REQUEST 1: Reproduce the part of the passage on wrapping team keys that opens with the words containing "Krypto and JOSE" and closes with "identity, using multiKrypto.".

----- PAGE EXTRACT

In cryptography generally, a key is "wrapped" by exporting it and then encrypting the result. Conceptually, we wrap a team key by encrypting N copies of it in the same wrapped result -- one copy for each team member. (Recall that every key set is represented by a tag string, and that the public encrypting key from each set is available to all.) Conceptually, this looks like:
[tag of member 1] [team key wrapped with first member's public key]
[tag of member 2] [team key wrapped with second member's public key]
...
[tag of member N] [team key wrapped with Nth member's public key]
This result is then publically stored. To gain access to the team key, a member obtains this wrapped team key, finds the wrapping labelled by their own tag, and unwraps just that copy using their own private decrypting key.
In fact, though, encrypting with public keys is very verbose, and each [team key wrapped with Nth members public key] would be more than 5k bytes. Instead, we use a multiple decrypting key version of hybrid encryption, such that we generate a symmetric key, use that to wrap the team key, and then encrypt just the symmetric key N times:
{recipients: [
{encrypted_key: [less than 1k bytes of a symmetric key encrypted by member 1 public key],
header: {...[tag of member 1]...}},
{encrypted_key: [less than 1k bytes of a symmetric key encrypted by member 2 public key],
header: {...[tag of member 2]...}},
...
{encrypted_key: [less than 1k bytes of a symmetric key encrypted by member N public key],
header: {...[tag of member N]...}}
], ciphertext: [team key encrypted by the one-time-use symmetric key]}
This is roughly the same total size for one member, and each additional member adds about 4.5 kbytes less than the conceptual version above.
Krypto and JOSE compact formats can make signatures with a single key. MultiKrypto uses JOSE general format to provide the option to sign with mutiple keys. (We use this to sign by a team and a member of the team.) Verfication provides enough information that one can see which of the signatures were verfied by the supplied keys.
In keySet.mjs, we define objects that manage each individual identity, using multiKrypto.
The KeySet keeps the private signing key and the private encrypting key.
The KeySet's public encrypting key is exported and stored in clear text in the public storage provided by the application. This allows users of the application to encrypt a message that can only be read by the corresponding KeySet. (This is subtle: to change the membership of a team, the team will be re-encrypted in the vault running on the machine of the user making the change. That vault will need the public encrypting key of each member -- it's a good thing that they are public and that other member's private keys are not necessary to do the encryption!)
The KeySet's public signing key is exported and used as the tag. For example, if you have a tag and a signature, any software has everything it needs to verify the message, without needing to access any application resources or anything else. Our signatures include the tag within the signature. (This is subtle, too: when the vault pulls down data from the cloud, the data is wrapped in a signature which the vault verifies before it uses it. Fortunately, the public verification key is not itself in the cloud, and is derived directly from the tag, so there's no additional cloud message involved.)

----------
----- PROVIDED MATERIAL

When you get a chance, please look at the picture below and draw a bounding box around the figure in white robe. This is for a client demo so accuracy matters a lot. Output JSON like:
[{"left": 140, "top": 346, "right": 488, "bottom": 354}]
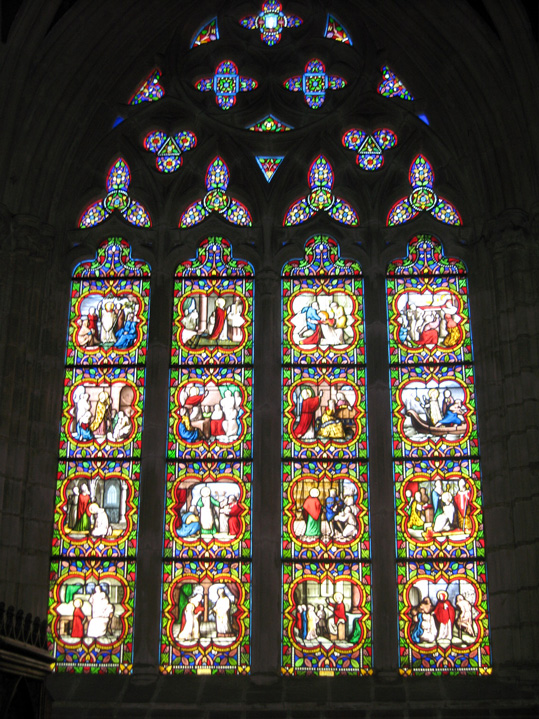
[
  {"left": 213, "top": 587, "right": 232, "bottom": 637},
  {"left": 86, "top": 585, "right": 114, "bottom": 639},
  {"left": 99, "top": 302, "right": 118, "bottom": 344}
]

----------

REQUEST 2: Pick out every line of the records that holds the string "left".

PROBLEM SOLUTION 1:
Krypto and JOSE compact formats can make signatures with a single key. MultiKrypto uses JOSE general format to provide the option to sign with mutiple keys. (We use this to sign by a team and a member of the team.) Verfication provides enough information that one can see which of the signatures were verfied by the supplied keys.
In keySet.mjs, we define objects that manage each individual identity, using multiKrypto.

PROBLEM SOLUTION 2:
[{"left": 140, "top": 346, "right": 488, "bottom": 354}]
  {"left": 213, "top": 587, "right": 232, "bottom": 637},
  {"left": 86, "top": 585, "right": 114, "bottom": 639},
  {"left": 99, "top": 302, "right": 118, "bottom": 344}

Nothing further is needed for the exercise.